_TASK TO COMPLETE_: Only the lines starting at the one that contains "point: stone foundation" and running to the end should be repeated, exactly as written.
▼
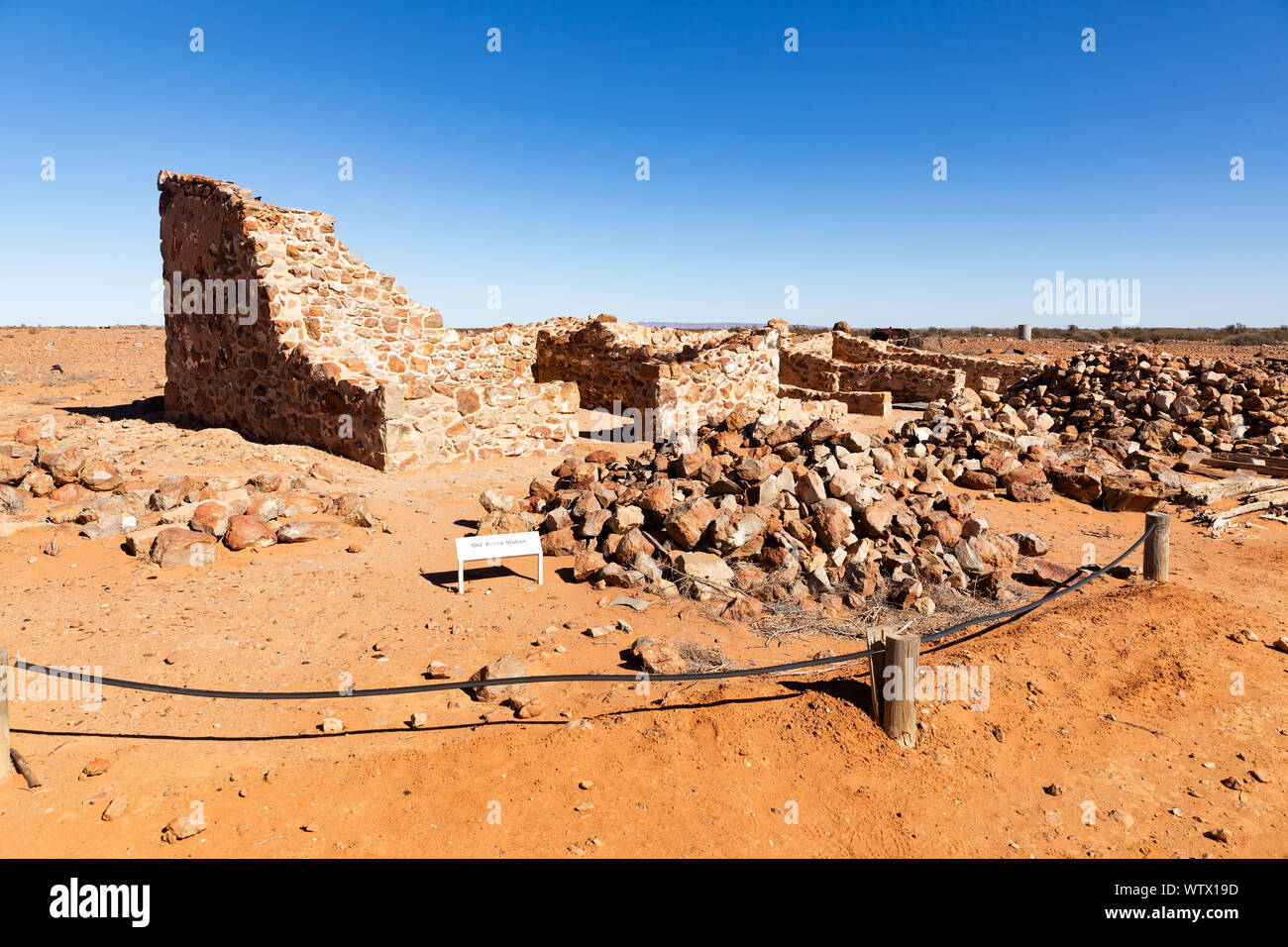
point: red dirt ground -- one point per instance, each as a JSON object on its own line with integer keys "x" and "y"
{"x": 1127, "y": 694}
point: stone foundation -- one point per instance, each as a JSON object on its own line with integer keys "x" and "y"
{"x": 858, "y": 350}
{"x": 675, "y": 379}
{"x": 333, "y": 354}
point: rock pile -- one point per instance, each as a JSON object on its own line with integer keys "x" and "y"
{"x": 1132, "y": 394}
{"x": 172, "y": 521}
{"x": 769, "y": 509}
{"x": 1104, "y": 427}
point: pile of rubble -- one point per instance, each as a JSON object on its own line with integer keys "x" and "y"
{"x": 765, "y": 510}
{"x": 1163, "y": 403}
{"x": 172, "y": 521}
{"x": 1104, "y": 427}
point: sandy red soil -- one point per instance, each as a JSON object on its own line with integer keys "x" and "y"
{"x": 1129, "y": 696}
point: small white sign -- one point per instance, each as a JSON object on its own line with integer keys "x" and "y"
▲
_SOLUTION TO THE EXERCISE_:
point: stone foundation -- one point per instance, each as a JSON object on its own line with integer keys "x" and "y"
{"x": 858, "y": 350}
{"x": 675, "y": 379}
{"x": 333, "y": 354}
point: rock pile -- one point per instance, each as a JSON object on its own line with integer keys "x" and "y"
{"x": 1132, "y": 394}
{"x": 172, "y": 521}
{"x": 769, "y": 509}
{"x": 1104, "y": 427}
point: pile of rubble -- one point per instance, each as a JSON object on its own line with integer keys "x" and "y"
{"x": 765, "y": 510}
{"x": 1163, "y": 403}
{"x": 172, "y": 521}
{"x": 1104, "y": 427}
point: sandy red soil -- one point per instance, each as a JSON object on its own line with integer keys "x" and "y"
{"x": 1129, "y": 696}
point: small white sign -- one point per instance, each as a JSON object on its own line with integer keys "x" and "y"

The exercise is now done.